** Start of DATA SUPPLIED **

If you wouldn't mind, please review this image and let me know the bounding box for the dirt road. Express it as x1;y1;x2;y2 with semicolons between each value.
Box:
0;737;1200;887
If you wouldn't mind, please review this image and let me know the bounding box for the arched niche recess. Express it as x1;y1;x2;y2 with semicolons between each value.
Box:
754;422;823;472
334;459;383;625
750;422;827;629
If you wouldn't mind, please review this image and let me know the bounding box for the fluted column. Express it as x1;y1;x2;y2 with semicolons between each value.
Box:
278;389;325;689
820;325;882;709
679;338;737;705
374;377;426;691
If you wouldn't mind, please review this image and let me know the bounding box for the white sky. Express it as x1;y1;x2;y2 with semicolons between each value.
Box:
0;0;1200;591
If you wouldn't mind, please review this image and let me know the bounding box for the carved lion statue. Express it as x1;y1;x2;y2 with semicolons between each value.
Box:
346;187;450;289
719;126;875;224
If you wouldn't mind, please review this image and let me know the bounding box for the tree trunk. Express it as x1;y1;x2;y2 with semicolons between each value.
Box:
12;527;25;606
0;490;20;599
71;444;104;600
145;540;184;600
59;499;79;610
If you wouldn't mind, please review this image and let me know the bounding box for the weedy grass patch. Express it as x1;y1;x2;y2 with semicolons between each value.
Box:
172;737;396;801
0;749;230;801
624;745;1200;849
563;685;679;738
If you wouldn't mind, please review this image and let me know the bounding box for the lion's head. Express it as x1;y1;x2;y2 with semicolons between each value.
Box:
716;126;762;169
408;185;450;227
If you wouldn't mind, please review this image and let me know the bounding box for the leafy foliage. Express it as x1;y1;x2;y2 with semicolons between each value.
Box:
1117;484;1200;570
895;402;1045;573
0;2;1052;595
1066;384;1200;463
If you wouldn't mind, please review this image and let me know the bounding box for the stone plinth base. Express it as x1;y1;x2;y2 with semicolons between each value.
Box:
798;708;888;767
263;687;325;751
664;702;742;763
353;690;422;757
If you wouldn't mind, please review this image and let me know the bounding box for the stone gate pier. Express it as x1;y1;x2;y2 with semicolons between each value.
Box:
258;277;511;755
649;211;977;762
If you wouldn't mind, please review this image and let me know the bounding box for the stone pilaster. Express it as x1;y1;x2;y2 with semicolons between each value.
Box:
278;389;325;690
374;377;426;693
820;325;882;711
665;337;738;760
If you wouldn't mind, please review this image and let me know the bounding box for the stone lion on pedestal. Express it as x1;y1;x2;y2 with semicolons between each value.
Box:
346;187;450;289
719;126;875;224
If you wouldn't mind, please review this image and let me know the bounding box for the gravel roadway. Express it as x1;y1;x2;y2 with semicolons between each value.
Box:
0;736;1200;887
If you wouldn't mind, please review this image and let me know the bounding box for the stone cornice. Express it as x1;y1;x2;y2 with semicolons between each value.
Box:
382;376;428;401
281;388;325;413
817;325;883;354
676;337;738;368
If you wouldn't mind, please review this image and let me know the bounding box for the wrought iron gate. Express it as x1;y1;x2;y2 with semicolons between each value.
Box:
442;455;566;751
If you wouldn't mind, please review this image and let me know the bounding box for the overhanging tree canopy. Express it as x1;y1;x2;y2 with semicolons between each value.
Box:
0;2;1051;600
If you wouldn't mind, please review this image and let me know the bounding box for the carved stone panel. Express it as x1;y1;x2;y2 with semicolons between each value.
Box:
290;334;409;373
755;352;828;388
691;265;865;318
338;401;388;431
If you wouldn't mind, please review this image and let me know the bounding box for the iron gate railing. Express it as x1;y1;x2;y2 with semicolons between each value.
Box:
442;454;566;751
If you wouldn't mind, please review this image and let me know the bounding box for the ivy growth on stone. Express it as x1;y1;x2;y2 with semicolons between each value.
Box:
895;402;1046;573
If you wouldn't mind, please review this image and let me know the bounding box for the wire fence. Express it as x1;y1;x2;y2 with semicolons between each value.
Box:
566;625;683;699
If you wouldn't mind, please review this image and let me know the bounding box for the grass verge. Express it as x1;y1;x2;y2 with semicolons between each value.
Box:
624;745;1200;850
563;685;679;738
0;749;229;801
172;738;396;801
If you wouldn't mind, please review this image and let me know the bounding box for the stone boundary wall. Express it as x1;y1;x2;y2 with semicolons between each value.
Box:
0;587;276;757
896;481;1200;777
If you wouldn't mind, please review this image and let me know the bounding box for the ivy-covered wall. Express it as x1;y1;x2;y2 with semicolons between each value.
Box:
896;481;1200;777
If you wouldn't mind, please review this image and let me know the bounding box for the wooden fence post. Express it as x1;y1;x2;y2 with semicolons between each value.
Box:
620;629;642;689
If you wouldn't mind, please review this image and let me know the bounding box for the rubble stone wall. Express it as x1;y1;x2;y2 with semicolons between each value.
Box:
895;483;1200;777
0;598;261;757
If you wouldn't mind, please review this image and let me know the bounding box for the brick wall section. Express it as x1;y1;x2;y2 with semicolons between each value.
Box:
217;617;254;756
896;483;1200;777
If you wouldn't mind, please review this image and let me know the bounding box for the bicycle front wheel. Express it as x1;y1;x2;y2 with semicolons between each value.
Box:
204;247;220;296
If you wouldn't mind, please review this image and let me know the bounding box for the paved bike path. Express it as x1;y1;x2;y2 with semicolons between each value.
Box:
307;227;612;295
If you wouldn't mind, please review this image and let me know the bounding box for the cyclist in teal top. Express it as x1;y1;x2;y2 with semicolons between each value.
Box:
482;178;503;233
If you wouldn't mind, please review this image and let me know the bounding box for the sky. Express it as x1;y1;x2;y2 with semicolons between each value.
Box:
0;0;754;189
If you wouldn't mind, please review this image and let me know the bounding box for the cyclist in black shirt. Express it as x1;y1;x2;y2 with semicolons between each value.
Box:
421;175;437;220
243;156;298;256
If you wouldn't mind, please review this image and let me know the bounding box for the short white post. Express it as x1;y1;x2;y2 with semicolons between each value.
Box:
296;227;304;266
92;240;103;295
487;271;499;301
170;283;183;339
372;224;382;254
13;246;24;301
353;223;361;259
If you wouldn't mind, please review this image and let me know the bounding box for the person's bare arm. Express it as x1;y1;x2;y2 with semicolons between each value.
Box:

** End of DATA SUPPLIED **

■ SHORT PROBLEM:
Can you rewrite the part that opens with the line containing "cyclist in black" and closes with the line containing "243;156;298;256", swapping "cyclist" for "bike rider" and changing nothing else?

■ RIGHT ANSWER:
If you wouldn't mind, please review this image and let me know the bounding box for the bike rider in black shirt. Express it as x1;y1;x2;y2 with semicolons between each value.
Box:
421;175;437;220
243;156;298;256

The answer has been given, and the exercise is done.